# Extrait du texte
________

L’édition 2016 de Bravalla avait déjà été marquée par des agressions sexuelles qui, selon les organisateurs, peuvent expliquer la relative désaffection du public cette année : 45 000 billets y ont été vendus, contre 52 000 l’an dernier. Le phénomène n’est pas circonscrit au seul festival de Bravalla, puisque en 2016, 110 plaintes pour viol ou agressions sexuelles ont été enregistrées lors de 13 festivals dans toute la Suède.

Plus de crimes signalés et une définition plus large du viol

La Suède semble souffrir d'une épidémie de violences sexuelles, qui surprend dans un pays étendard de l'égalité des genres, premier et seul au monde à se targuer d'avoir un «gouvernement féministe». Depuis le début des années 2000, le nombre de plaintes pour viols et agressions sexuelles a doublé dans le royaume, passant de 10 419 par an en 2004 à 20 284 en 2016, selon les données du Conseil national de la prévention des crimes suédois, Bra. Cette impressionnante hausse a entraîné l'ancien leader britannique de UKIP Nigel Farage à qualifier la Suède de «capitale européenne du viol». Seulement, si les plaintes pour violences sexuelles et viols sont si nombreuses, ce n'est pas nécessairement car le crime en lui-même est plus répandu, mais peut-être parce que les Suédoises et les Suédois sont de plus en plus enclins à les signaler.

________

# Données fournies

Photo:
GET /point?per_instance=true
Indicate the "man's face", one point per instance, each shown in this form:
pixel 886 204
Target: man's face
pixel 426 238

________

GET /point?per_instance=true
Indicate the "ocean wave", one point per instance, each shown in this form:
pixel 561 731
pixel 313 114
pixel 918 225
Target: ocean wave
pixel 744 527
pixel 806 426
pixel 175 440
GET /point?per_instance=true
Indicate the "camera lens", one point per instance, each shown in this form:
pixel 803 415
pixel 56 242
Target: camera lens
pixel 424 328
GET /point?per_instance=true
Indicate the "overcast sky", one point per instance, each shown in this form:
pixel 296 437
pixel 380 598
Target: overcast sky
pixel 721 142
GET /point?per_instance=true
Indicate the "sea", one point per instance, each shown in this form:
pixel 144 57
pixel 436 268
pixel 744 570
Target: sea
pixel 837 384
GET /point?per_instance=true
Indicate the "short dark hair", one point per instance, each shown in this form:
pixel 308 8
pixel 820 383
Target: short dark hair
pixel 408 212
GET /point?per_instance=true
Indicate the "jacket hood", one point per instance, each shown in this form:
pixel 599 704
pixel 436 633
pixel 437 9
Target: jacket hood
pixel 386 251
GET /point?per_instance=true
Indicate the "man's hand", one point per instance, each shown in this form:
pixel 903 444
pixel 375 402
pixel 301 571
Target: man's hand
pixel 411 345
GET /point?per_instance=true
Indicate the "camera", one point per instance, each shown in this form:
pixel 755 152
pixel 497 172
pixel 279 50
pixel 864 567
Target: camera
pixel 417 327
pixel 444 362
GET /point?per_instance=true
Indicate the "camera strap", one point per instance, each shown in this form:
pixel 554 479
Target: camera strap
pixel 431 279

________

# Objectifs
- A) Indiquez si chacun des énoncés suivants est conforme au texte sur les violences sexuelles en Suède, en répondant par oui ou par non et en citant les mots du texte qui tranchent la question. (i) En 2016, 110 plaintes pour viol ou agressions sexuelles ont été enregistrées lors de 13 festivals en Suède. (ii) Le festival de Bravalla a vendu davantage de billets cette année que l’an dernier. (iii) Entre 2004 et 2016, le nombre de plaintes pour viols et agressions sexuelles a triplé en Suède.
- B) Poursuivez le texte sur les violences sexuelles en Suède à partir de sa dernière phrase.

# Réponses
- A)
(i) Oui : « en 2016, 110 plaintes pour viol ou agressions sexuelles ont été enregistrées lors de 13 festivals dans toute la Suède »
(ii) Non : « 45 000 billets y ont été vendus, contre 52 000 l’an dernier »
(iii) Non : « le nombre de plaintes pour viols et agressions sexuelles a doublé dans le royaume »

- B)
«Les données ne montrent pas qu'il y a plus de crimes commis, mais seulement plus de crimes signalés», explique Anna Kaldal, professeure de droit spécialisée dans les violences sexuelles. «Nous avons une définition plus large du viol qu'il y a dix ans, et la Suède est un pays ouvert où on en parle», explique-t-elle. La loi relative aux violences sexuelles a en effet été élargie deux fois, en 2005 et 2013. Désormais, tout rapport sexuel avec une personne incapable d'y consentir – car ivre, endormie, handicapée, par exemple – est considéré comme un viol. Contrairement à la France, la pénétration n'est pas nécessaire en Suède pour qu'un crime soit catégorisé comme viol. Le terme d'agression sexuelle s'applique également à de nombreux crimes qui, ailleurs, seraient de simples agressions. Le 2 juillet, un homme d'affaires suédois a par exemple été accusé par une femme politique d'avoir pris une photo sous sa jupe lors d'un camp d'été politique. Un tel acte est, depuis une décision de la Cour suprême en 2015, considéré comme une agression sexuelle.

«Tout viol compte»

D'autre part, si le royaume a en effet les taux de plaintes les plus forts d'Europe, selon les chiffres de l'ONU, ces comparaisons demeurent très bancales car il n'existe pas de norme internationale pour comptabiliser et catégoriser les violences sexuelles. «En Suède, tout viol compte», explique Emma Moderato, avocate et membre du conseil d'administration de l'ONG Fatta. Si une femme signale avoir été violée tous les soirs par son mari pendant un an par exemple, cela comptera comme 365 viols. Enfin, la forte médiatisation de la question ces dernières années a probablement joué un rôle dans la libération de la parole des victimes. «Nous parlons enfin de quelque chose que nous avons ignoré pendant des années, qui a été normalisé, explique Lisen Andréasson Florman, fondatrice de NattSkiftet, une association qui organise des rondes dans les festivals pour prévenir les violences sexuelles. On est censé tolérer une main sous la jupe, mais ce n'est pas acceptable, c'est un crime.»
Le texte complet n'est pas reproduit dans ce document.